Argentina, slipping towards default, faces $500 million trip wire
The three dollar-denominated bonds are part of a $66.2 billion proposal by the government to push maturities on its foreign debt back until the next decade, halt all payments for three years and gain debt relief of over $40 billion.
Creditors have around 20 days to accept the deal, but the real deadline could end up being payment on the bonds.
Argentina’s leaders have suggested that once a formal restructuring proposal was made, it would stop servicing payment on the debt involved. Those payments amount to around $3.5 billion for the rest of the year, government data show.
The April 22 payment comes with a 30-day grace period until May 22, after which if it remains unpaid and no deal with creditors is struck, Argentina would plunge into default, reviving memories of acrimonious battles with creditors after a major default in 2002.
“The offer, as it stands, I see it very difficult for it to move forward,” said José Echagüe, chief strategy officer at advisory Consultatio in Buenos Aires, adding Argentina could hold off payment but keep it as a trump card in talks.
“The government is keeping that as a negotiation tool in reserve, and could sweeten the deal by paying it in cash.”
The proposal was formally filed with the U.S. Securities and Exchange Commission this week, though major creditor committees have already rejected the current terms as overly tough. The government contends that the offer is final.
“This is the offer, this is what they have to decide on,” economy ministry Martin Guzman told local publication El Destape on Tuesday, adding creditors would have to decide whether to take it or leave it. “The offer is what it is.”
“The expressions of rejection were expected, it’s part of a process in which the other party seeks to pressure Argentina to offer more. But it cannot be done because it is unsustainable, and that’s not something we are going to do.”

_ _ _ _ _ _ _

_DIRECTIONS_:
1. In the article on Argentina's debt, on what date does the grace period for the April 22 payment end?
2. Output a passage of the article on Argentina's debt word for word. Begin at the words "Argentina’s leaders have" and stop after "card in talks.".
3. Pick up the article on Argentina's debt after its final sentence and keep writing it.

_ _ _ _ _ _ _

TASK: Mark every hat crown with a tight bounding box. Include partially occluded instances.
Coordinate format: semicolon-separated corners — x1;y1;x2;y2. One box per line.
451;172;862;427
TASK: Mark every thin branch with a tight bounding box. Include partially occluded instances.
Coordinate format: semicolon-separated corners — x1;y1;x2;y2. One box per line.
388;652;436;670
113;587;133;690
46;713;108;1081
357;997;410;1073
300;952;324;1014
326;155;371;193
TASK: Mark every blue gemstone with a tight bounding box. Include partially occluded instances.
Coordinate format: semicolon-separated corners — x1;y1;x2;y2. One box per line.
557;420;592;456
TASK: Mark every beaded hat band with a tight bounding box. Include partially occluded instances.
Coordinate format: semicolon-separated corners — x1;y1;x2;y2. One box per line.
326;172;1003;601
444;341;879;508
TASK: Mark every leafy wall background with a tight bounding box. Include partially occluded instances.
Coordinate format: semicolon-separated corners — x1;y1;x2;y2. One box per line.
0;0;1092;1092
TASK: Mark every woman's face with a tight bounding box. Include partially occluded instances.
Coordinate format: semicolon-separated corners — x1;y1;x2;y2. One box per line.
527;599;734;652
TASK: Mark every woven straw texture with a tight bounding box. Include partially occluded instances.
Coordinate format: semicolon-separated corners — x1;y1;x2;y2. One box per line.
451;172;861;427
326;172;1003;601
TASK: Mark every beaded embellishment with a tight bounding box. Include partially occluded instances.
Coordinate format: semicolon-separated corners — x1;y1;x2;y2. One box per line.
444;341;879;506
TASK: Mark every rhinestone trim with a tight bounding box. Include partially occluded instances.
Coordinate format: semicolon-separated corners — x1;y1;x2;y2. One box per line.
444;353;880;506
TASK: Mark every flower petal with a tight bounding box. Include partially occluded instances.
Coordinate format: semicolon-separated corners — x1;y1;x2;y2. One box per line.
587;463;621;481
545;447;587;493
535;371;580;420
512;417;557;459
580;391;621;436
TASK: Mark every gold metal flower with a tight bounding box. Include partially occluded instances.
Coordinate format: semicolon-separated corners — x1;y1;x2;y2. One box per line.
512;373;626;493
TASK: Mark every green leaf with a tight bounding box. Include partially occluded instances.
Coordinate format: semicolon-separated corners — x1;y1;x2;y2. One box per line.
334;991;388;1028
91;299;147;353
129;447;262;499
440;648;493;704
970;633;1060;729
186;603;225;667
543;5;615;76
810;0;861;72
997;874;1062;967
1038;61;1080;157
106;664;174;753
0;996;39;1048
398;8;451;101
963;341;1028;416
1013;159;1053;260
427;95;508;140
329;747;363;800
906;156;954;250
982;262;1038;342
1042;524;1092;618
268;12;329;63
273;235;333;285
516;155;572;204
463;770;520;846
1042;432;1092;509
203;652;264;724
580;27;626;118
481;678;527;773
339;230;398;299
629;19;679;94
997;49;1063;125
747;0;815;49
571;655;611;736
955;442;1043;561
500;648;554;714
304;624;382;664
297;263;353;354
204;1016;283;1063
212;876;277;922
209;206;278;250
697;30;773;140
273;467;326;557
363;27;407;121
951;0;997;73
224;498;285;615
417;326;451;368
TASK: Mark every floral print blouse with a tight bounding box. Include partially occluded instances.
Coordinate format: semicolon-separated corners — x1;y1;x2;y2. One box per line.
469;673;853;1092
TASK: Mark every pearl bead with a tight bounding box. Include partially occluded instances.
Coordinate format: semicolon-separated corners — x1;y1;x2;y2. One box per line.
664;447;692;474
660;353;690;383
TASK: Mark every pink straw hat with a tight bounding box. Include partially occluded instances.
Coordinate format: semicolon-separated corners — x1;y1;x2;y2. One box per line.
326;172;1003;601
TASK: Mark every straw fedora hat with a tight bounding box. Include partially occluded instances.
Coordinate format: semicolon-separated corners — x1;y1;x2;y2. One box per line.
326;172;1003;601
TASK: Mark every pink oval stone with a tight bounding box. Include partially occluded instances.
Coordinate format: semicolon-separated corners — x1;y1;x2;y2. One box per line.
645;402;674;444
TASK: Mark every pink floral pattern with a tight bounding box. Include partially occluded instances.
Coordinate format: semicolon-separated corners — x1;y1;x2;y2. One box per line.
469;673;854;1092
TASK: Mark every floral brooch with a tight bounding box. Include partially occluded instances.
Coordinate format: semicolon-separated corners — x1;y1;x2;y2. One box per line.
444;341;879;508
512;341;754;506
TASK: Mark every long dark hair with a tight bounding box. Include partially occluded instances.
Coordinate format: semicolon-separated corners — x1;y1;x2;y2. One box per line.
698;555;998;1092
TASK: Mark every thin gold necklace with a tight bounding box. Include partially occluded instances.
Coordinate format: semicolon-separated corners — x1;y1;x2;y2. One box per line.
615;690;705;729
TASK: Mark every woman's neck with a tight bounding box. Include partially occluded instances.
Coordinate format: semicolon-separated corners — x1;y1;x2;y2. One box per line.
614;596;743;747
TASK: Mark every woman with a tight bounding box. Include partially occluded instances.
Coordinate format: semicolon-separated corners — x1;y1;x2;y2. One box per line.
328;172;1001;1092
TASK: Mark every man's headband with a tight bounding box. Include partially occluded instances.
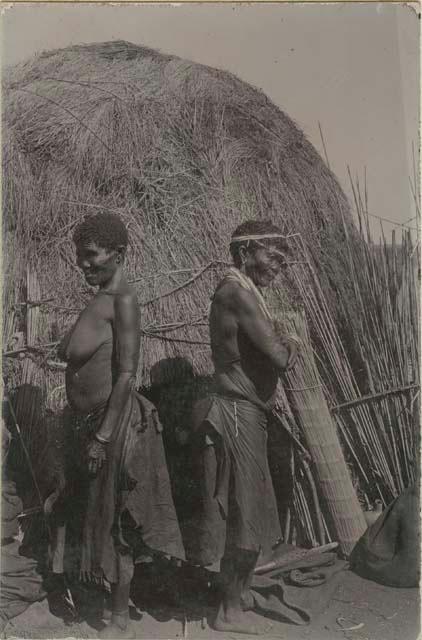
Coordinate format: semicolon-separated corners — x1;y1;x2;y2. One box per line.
230;233;300;244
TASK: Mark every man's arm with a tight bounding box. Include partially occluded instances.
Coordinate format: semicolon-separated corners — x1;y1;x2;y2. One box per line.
221;287;292;373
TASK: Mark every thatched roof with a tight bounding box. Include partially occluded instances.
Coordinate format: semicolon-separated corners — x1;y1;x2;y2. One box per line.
3;42;351;388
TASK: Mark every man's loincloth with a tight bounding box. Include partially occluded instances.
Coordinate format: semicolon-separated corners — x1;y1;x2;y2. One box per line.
194;395;281;564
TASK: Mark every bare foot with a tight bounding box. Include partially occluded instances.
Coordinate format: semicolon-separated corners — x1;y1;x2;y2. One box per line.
98;622;136;640
211;609;272;636
240;589;255;611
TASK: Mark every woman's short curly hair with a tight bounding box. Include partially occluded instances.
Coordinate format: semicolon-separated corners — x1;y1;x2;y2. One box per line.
230;220;289;265
73;211;128;251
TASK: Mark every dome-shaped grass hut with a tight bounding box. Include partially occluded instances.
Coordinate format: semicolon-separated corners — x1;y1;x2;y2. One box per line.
3;42;370;552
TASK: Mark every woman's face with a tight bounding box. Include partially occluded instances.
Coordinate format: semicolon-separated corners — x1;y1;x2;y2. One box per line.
76;242;120;287
245;245;286;287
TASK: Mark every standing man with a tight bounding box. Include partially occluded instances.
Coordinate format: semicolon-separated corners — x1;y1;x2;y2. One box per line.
193;220;297;633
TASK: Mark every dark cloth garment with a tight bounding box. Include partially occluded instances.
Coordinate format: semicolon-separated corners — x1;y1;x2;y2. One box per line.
1;478;22;540
247;553;346;625
0;540;46;624
194;390;281;565
56;391;184;583
350;486;420;587
0;470;45;626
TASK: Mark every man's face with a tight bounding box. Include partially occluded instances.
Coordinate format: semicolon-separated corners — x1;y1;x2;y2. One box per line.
245;245;287;287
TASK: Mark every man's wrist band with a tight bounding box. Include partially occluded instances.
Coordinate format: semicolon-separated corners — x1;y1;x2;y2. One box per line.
95;434;110;444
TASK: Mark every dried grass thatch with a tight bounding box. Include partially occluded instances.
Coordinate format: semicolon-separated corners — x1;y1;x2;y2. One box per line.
3;42;360;384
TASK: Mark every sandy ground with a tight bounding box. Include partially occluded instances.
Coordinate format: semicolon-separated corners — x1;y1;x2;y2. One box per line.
5;571;420;640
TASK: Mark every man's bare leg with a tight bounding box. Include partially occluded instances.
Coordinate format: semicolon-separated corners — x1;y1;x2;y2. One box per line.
99;583;135;638
212;549;270;635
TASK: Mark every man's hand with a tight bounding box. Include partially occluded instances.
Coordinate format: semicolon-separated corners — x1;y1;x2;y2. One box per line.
87;440;107;476
137;393;163;431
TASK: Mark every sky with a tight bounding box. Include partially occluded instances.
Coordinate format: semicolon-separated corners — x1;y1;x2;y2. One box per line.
1;2;420;237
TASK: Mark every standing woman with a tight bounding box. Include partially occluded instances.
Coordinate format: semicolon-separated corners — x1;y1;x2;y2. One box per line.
59;213;184;638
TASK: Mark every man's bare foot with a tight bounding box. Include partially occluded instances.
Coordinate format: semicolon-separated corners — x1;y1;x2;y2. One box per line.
240;589;255;611
98;622;136;640
211;609;272;636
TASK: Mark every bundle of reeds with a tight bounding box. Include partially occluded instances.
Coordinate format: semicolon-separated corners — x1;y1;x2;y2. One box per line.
274;313;366;555
286;228;419;505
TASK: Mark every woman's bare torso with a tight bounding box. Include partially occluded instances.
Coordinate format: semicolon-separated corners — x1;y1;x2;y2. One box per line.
59;292;114;414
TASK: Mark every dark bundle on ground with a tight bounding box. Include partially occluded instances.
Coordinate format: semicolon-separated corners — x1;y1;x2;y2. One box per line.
3;42;360;384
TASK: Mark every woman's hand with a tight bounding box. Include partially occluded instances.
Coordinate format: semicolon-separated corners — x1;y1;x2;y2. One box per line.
138;394;163;431
87;439;107;476
282;336;299;371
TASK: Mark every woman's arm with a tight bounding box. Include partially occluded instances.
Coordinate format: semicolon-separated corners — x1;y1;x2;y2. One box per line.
96;294;140;442
87;294;140;475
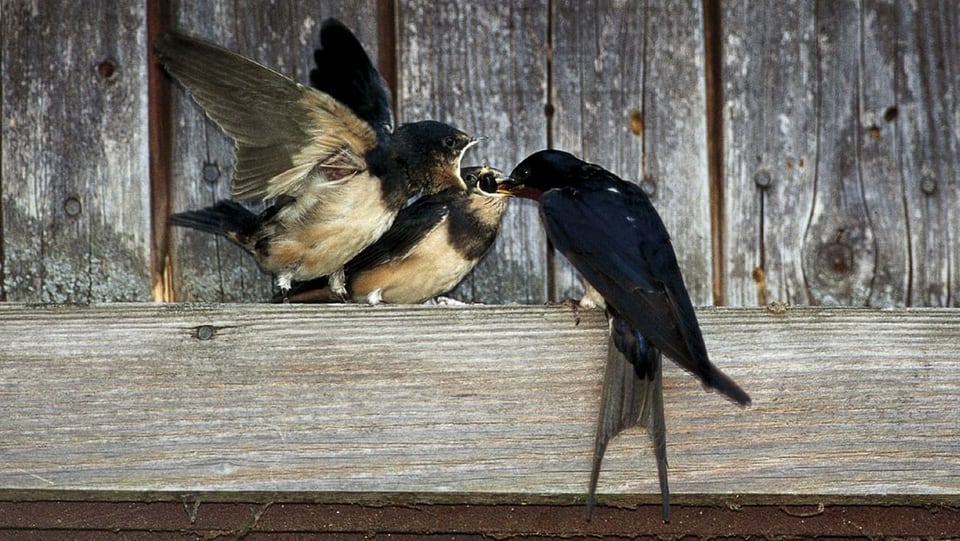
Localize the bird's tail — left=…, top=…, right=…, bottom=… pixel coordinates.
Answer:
left=168, top=199, right=260, bottom=252
left=587, top=316, right=670, bottom=522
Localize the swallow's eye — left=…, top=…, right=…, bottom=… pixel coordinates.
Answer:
left=477, top=176, right=497, bottom=193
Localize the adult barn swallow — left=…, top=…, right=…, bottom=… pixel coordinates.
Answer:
left=156, top=27, right=477, bottom=292
left=274, top=166, right=510, bottom=304
left=508, top=150, right=750, bottom=521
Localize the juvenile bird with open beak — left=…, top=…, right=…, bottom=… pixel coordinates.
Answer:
left=507, top=150, right=750, bottom=522
left=156, top=21, right=477, bottom=295
left=274, top=166, right=510, bottom=304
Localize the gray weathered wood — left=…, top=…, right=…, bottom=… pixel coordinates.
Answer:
left=397, top=0, right=547, bottom=303
left=900, top=0, right=960, bottom=306
left=723, top=2, right=960, bottom=306
left=551, top=0, right=712, bottom=304
left=0, top=304, right=960, bottom=504
left=0, top=0, right=150, bottom=302
left=169, top=0, right=377, bottom=301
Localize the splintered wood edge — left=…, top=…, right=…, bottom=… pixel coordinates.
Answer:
left=0, top=304, right=960, bottom=505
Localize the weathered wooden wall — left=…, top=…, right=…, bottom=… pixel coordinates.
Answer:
left=0, top=0, right=960, bottom=306
left=0, top=303, right=960, bottom=502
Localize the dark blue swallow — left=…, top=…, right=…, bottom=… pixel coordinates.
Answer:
left=507, top=150, right=750, bottom=521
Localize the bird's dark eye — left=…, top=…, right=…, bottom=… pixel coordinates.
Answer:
left=477, top=176, right=497, bottom=193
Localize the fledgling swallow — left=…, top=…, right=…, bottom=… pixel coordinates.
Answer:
left=274, top=166, right=510, bottom=304
left=155, top=22, right=477, bottom=293
left=507, top=150, right=750, bottom=522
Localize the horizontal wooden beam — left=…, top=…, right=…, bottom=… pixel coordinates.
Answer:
left=0, top=303, right=960, bottom=503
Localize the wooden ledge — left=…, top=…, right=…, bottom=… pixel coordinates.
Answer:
left=0, top=304, right=960, bottom=504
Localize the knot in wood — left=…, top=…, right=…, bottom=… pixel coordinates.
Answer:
left=63, top=197, right=83, bottom=216
left=97, top=58, right=117, bottom=81
left=195, top=325, right=217, bottom=340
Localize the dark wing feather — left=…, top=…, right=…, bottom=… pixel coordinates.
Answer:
left=540, top=174, right=750, bottom=404
left=310, top=19, right=393, bottom=138
left=156, top=33, right=377, bottom=200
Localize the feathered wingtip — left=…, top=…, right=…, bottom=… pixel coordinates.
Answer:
left=167, top=199, right=260, bottom=251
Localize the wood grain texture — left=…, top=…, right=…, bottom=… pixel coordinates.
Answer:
left=552, top=1, right=712, bottom=304
left=0, top=304, right=960, bottom=503
left=723, top=2, right=960, bottom=306
left=900, top=1, right=960, bottom=306
left=0, top=0, right=150, bottom=302
left=397, top=0, right=547, bottom=303
left=169, top=0, right=377, bottom=302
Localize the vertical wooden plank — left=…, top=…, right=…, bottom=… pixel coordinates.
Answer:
left=723, top=2, right=960, bottom=306
left=801, top=0, right=877, bottom=305
left=900, top=0, right=960, bottom=306
left=397, top=0, right=547, bottom=303
left=0, top=0, right=150, bottom=302
left=170, top=0, right=377, bottom=302
left=553, top=0, right=712, bottom=304
left=721, top=0, right=816, bottom=306
left=857, top=0, right=910, bottom=306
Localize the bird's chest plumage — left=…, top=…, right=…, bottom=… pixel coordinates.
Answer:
left=258, top=173, right=398, bottom=281
left=350, top=215, right=475, bottom=304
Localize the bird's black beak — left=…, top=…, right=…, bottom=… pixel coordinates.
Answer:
left=497, top=177, right=524, bottom=195
left=497, top=177, right=523, bottom=195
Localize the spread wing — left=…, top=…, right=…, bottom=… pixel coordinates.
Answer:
left=540, top=171, right=750, bottom=404
left=156, top=33, right=377, bottom=200
left=310, top=19, right=393, bottom=137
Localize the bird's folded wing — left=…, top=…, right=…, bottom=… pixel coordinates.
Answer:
left=156, top=33, right=377, bottom=200
left=346, top=194, right=450, bottom=275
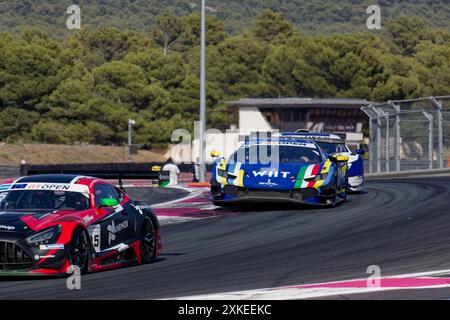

_ _ _ _ _ _ _

_ANSWERS FOR THE TASKS_:
1. May 22

2.
Argentina’s leaders have suggested that once a formal restructuring proposal was made, it would stop servicing payment on the debt involved. Those payments amount to around $3.5 billion for the rest of the year, government data show.
The April 22 payment comes with a 30-day grace period until May 22, after which if it remains unpaid and no deal with creditors is struck, Argentina would plunge into default, reviving memories of acrimonious battles with creditors after a major default in 2002.
“The offer, as it stands, I see it very difficult for it to move forward,” said José Echagüe, chief strategy officer at advisory Consultatio in Buenos Aires, adding Argentina could hold off payment but keep it as a trump card in talks.

3.
Argentina’s economy ministry declined to comment on whether it would make the $500 million payment.
The country, gripped by recession for the last two years, is striving to revamp a larger debt pile that totals around $323 billion, though it has been hit by the global pandemic that looks likely to drag the country into a deep recession this year.
Argentine bonds, however, have risen since details of the proposal were unveiled, underscoring how the offer - while tough - was not as bad as some had feared, and prompted hope that the two sides could eventually reach an accord.
“Given what was proposed, it’s obviously not an appealing offer, but the distance between the offer and what might be accepted isn’t so far apart,” said Javier Alvarado from consultancy ACM in Buenos Aires.
He suggested that some earlier interest payments could be added as a sweetener without becoming untenable.
JP Morgan said that the $500 million interest payment could end up being used as a “stick” in negotiations, with the threat of default something investors may want to avoid.
With the economy increasingly frail, however, and investments in key areas like oil exploration already hurt badly by tumbling prices, the investment bank pointed out that there may be less barriers than usual to allowing a default.